# Dataset records:
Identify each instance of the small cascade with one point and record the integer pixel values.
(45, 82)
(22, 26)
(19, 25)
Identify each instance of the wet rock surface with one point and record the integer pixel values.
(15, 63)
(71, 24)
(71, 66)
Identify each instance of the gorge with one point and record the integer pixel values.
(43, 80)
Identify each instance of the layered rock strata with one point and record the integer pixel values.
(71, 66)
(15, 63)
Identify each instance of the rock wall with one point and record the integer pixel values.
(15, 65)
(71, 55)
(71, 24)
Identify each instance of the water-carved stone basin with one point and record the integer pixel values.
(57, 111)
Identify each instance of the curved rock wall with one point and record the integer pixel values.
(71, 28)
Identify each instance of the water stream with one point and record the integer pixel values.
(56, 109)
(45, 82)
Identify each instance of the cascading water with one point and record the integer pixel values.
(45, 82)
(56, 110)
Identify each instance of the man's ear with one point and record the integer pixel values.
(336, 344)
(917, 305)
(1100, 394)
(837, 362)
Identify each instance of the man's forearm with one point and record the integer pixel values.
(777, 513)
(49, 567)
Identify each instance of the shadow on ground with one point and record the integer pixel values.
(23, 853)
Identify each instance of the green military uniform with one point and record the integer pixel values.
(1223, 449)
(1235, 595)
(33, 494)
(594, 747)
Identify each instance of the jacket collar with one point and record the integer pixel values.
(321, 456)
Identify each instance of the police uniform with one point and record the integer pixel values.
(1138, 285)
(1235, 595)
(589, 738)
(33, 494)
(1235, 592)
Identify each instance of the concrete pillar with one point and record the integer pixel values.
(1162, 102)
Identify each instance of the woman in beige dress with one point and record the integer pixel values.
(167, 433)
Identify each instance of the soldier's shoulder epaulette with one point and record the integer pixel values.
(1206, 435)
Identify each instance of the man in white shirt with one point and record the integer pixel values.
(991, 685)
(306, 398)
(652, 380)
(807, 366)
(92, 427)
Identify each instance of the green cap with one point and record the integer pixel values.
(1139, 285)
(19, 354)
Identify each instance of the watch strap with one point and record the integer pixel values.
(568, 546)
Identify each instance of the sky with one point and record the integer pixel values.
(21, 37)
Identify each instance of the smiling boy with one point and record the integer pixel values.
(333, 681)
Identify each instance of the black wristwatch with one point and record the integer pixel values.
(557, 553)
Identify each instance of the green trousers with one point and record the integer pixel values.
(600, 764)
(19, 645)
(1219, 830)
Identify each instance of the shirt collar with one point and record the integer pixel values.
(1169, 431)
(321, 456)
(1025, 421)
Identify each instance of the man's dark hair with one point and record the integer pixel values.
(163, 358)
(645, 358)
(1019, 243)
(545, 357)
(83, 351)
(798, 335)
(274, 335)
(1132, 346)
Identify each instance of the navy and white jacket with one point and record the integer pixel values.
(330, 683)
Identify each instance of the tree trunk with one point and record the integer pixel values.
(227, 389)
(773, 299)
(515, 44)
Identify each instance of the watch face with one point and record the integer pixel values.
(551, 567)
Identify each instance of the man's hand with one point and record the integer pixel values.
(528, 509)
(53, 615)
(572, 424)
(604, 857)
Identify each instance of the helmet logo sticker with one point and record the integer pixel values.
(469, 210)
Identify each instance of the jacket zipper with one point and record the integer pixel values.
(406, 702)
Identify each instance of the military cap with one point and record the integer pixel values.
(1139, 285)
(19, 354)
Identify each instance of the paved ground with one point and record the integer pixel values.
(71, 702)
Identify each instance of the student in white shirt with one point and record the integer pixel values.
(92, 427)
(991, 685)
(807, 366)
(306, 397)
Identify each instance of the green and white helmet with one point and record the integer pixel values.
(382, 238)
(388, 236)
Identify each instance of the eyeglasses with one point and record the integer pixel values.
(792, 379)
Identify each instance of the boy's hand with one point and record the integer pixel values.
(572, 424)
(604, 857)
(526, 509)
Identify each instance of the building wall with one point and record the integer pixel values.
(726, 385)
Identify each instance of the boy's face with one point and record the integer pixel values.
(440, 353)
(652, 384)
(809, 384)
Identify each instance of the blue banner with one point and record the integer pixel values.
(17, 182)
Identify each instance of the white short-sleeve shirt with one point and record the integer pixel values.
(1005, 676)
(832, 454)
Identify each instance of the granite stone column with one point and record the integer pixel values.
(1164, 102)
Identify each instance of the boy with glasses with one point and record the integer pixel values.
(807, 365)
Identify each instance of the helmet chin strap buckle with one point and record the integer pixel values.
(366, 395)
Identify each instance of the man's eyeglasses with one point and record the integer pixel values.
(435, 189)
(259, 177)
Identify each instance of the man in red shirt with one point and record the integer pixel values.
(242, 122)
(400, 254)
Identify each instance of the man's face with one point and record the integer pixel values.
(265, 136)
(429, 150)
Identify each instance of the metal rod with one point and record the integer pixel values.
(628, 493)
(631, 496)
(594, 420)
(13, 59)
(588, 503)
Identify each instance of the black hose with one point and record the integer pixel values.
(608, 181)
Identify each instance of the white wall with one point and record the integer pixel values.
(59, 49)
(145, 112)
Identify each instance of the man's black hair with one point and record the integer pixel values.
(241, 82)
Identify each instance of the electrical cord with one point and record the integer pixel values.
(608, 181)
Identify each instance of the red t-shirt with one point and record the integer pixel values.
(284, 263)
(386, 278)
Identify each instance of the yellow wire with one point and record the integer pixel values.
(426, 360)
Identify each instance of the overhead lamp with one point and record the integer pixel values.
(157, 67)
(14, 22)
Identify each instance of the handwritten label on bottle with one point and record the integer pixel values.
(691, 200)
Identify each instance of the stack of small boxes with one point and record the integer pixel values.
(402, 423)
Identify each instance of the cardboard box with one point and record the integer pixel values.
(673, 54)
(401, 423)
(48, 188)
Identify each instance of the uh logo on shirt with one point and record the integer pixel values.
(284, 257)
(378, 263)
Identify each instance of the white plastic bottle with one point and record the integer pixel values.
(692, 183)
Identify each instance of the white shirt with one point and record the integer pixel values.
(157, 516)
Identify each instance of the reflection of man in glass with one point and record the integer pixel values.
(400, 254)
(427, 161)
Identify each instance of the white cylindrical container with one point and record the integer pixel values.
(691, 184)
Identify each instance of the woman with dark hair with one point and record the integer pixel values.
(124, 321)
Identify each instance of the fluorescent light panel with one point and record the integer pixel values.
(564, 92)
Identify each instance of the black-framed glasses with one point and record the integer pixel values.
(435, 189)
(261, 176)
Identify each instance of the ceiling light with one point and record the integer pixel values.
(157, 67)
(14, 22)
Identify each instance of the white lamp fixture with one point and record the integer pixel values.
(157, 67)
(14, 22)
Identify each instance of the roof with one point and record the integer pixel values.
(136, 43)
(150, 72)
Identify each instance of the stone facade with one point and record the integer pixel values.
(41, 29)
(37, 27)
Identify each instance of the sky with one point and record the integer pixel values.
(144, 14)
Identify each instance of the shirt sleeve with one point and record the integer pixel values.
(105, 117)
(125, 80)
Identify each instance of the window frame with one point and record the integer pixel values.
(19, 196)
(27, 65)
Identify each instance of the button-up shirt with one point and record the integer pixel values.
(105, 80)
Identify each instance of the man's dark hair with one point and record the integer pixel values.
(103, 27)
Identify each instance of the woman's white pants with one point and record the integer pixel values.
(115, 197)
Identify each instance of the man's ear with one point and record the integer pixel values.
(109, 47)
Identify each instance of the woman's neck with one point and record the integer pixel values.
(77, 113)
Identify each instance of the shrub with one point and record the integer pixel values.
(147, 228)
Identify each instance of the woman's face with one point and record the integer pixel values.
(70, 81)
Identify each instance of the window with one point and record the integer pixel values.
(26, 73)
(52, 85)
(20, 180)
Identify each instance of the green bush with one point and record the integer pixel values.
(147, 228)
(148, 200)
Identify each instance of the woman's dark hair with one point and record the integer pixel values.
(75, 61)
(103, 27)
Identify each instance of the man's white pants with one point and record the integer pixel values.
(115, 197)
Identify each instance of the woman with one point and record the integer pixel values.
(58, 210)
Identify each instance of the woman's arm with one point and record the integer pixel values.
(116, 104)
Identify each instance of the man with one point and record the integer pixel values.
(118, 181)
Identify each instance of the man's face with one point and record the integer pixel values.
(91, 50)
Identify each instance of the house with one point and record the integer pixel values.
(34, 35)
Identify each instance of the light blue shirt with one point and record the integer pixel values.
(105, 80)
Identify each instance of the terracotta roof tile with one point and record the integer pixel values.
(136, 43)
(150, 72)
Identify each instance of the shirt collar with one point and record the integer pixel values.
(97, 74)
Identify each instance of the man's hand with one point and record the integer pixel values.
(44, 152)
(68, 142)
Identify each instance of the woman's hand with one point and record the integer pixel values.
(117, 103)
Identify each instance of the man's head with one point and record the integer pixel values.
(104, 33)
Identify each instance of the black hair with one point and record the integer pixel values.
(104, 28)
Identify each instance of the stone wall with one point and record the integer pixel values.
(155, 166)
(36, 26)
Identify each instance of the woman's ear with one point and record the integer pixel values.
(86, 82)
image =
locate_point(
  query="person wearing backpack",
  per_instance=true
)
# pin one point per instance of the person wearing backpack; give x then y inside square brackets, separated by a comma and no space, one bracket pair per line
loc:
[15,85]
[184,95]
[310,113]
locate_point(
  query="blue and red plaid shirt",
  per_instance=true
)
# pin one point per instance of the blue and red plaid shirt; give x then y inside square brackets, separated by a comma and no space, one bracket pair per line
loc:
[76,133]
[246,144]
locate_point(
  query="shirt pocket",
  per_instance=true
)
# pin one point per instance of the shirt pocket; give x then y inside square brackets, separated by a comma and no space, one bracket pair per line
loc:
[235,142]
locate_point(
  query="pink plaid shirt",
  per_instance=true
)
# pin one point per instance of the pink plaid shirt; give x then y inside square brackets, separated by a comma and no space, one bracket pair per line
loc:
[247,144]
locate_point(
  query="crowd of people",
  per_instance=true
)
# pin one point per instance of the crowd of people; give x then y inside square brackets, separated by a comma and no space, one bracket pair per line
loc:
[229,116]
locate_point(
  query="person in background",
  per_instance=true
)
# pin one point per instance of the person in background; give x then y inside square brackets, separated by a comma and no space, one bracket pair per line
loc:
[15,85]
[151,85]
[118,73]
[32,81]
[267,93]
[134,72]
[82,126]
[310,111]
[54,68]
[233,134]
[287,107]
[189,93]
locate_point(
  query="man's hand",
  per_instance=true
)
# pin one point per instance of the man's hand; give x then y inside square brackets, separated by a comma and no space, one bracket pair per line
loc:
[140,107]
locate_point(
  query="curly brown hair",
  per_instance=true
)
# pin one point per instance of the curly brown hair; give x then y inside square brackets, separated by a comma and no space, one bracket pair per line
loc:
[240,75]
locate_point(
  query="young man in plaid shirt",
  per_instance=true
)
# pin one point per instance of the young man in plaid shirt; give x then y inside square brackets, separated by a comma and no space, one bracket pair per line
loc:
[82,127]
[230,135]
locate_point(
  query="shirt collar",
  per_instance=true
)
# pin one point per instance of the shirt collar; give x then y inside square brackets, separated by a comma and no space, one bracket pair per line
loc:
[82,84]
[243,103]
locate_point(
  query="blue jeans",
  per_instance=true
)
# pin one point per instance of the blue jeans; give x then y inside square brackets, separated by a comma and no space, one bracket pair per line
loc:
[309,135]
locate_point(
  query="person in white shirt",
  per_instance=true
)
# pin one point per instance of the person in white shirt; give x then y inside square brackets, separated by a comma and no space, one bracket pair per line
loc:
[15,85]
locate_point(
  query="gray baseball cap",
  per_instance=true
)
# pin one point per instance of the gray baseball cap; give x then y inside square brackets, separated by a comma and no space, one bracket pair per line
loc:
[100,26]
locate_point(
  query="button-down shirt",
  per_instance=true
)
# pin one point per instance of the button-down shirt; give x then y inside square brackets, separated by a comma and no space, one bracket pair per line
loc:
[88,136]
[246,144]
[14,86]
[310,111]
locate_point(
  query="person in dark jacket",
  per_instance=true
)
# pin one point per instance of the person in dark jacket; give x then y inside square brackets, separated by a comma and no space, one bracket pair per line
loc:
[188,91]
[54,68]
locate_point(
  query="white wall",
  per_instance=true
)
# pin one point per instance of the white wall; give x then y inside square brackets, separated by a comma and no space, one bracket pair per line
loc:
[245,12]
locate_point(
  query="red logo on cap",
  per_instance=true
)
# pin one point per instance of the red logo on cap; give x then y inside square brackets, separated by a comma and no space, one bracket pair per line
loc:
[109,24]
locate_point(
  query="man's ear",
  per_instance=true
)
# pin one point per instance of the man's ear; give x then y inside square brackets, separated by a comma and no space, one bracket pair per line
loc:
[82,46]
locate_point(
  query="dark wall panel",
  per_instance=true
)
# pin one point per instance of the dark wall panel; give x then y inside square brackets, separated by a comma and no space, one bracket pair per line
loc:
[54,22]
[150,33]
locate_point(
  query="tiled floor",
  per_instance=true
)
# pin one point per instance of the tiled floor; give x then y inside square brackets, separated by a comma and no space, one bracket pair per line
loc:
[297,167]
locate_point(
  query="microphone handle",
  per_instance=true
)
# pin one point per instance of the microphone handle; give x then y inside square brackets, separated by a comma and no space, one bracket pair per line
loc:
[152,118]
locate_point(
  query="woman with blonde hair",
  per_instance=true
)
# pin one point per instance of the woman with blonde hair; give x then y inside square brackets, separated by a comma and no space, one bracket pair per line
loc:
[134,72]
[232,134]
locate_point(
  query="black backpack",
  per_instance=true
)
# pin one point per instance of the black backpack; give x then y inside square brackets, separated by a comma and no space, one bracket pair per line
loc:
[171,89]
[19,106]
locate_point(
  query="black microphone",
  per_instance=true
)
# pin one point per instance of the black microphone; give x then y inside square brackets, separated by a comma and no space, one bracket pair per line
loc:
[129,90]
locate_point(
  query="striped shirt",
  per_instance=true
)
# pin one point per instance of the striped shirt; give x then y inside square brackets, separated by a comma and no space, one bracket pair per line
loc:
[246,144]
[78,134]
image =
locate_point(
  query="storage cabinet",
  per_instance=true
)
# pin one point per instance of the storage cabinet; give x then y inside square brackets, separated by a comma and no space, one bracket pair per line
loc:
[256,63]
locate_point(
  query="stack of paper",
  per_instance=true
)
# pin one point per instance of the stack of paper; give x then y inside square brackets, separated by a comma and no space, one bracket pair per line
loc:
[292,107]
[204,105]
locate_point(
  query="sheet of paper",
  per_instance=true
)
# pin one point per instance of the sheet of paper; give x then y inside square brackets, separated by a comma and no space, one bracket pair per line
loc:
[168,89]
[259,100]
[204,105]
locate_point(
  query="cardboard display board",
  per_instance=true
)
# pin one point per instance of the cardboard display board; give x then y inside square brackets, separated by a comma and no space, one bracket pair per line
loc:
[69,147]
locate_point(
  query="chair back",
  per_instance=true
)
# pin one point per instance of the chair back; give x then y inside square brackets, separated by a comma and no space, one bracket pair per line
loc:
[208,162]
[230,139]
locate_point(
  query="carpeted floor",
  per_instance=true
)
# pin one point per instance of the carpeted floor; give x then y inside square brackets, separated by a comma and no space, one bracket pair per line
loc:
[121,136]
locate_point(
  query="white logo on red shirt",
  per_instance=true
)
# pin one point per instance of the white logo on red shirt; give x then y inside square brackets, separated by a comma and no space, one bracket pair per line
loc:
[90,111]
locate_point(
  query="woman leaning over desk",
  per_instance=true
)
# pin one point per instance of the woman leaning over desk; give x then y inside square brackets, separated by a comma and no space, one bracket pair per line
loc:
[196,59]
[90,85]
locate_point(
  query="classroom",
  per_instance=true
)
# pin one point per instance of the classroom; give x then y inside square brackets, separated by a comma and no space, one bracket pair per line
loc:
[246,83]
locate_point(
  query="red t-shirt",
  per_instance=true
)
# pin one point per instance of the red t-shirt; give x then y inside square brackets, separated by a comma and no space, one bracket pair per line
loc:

# Exercise objective:
Find every line in the records above that contains the string "strap" and copy each of those lines.

# Right answer:
Identify each instance of the watch strap with one point and record the integer pixel values.
Identify each instance of the helmet chin strap buckle with one point and record the integer pixel values.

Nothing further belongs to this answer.